- [Textauszug]:
-.-.-
15 Diese Feststellung beruht auf der Aussage der Amtstierärztin vor dem Verwaltungsgericht, bei der sie angab, dass aus ihrer Sicht in der "Brente" eine "Miniwasserlacke" gestanden und diese zumindest nicht so gefüllt sei, dass ein Vogel dort ordnungsgemäß habe Wasser trinken könne.
16 Der Tatbestand von Anlage 2 Punkt 11.2.1. Abs. 6
2. Tierhaltungsverordnung ist aber nicht nur dann erfüllt, wenn überhaupt kein Wasser zur Verfügung steht, sondern auch dann, wenn zwar Wasser vorhanden ist, jedoch Trinken und Baden für den Vogel nicht möglich ist. Nachdem nach der Aussage der Amtstierärztin wegen des geringen Wasserstandes nicht einmal ordnungsgemäßes Trinken möglich gewesen war, war auch das mehr Wasser erfordernde Baden in der "Brente" ausgeschlossen. Durch die insofern nahezu leere "Badebrente" ist der angeführte Tatbestand daher als erfüllt anzusehen.
-.-.-
- [Daten]:

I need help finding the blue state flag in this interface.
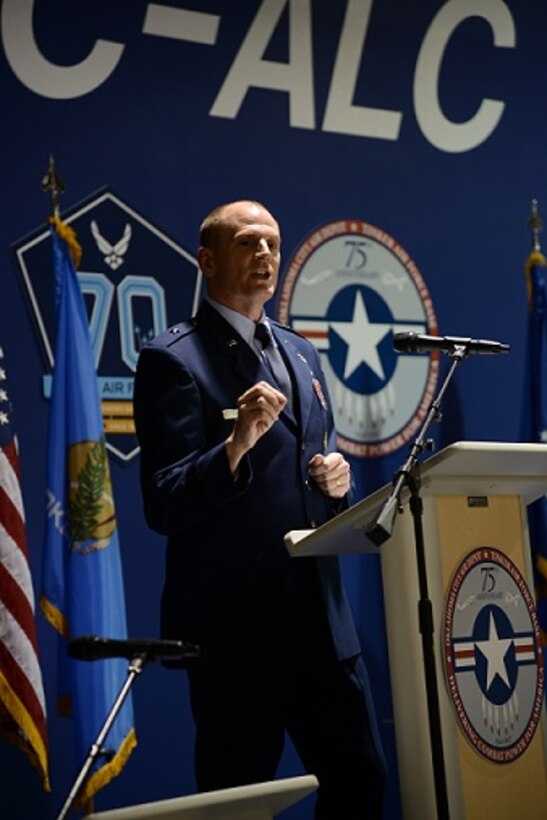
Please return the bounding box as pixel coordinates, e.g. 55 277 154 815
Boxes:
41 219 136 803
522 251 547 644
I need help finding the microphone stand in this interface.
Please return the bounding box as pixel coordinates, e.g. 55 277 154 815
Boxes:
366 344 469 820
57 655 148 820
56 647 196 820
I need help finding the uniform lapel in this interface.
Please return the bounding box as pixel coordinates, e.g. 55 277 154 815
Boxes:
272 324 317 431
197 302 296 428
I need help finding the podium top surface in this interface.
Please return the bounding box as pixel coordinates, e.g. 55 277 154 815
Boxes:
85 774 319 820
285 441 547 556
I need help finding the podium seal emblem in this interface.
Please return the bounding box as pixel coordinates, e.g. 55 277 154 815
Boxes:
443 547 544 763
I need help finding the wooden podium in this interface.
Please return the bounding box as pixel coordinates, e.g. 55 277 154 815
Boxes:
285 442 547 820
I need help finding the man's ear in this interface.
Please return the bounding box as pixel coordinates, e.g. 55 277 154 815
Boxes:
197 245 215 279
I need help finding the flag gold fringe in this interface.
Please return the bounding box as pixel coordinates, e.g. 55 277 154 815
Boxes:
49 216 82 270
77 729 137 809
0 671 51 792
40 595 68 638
-.-.-
- [Aufgabenstellung]: Geben Sie aus dem Textauszug die Passage wortgetreu wieder, die bei den Worten „15 Diese Feststellung“ beginnt und nach den Worten „als erfüllt anzusehen.“ endet.

- [Ergebnis]:
15 Diese Feststellung beruht auf der Aussage der Amtstierärztin vor dem Verwaltungsgericht, bei der sie angab, dass aus ihrer Sicht in der "Brente" eine "Miniwasserlacke" gestanden und diese zumindest nicht so gefüllt sei, dass ein Vogel dort ordnungsgemäß habe Wasser trinken könne.
16 Der Tatbestand von Anlage 2 Punkt 11.2.1. Abs. 6
2. Tierhaltungsverordnung ist aber nicht nur dann erfüllt, wenn überhaupt kein Wasser zur Verfügung steht, sondern auch dann, wenn zwar Wasser vorhanden ist, jedoch Trinken und Baden für den Vogel nicht möglich ist. Nachdem nach der Aussage der Amtstierärztin wegen des geringen Wasserstandes nicht einmal ordnungsgemäßes Trinken möglich gewesen war, war auch das mehr Wasser erfordernde Baden in der "Brente" ausgeschlossen. Durch die insofern nahezu leere "Badebrente" ist der angeführte Tatbestand daher als erfüllt anzusehen.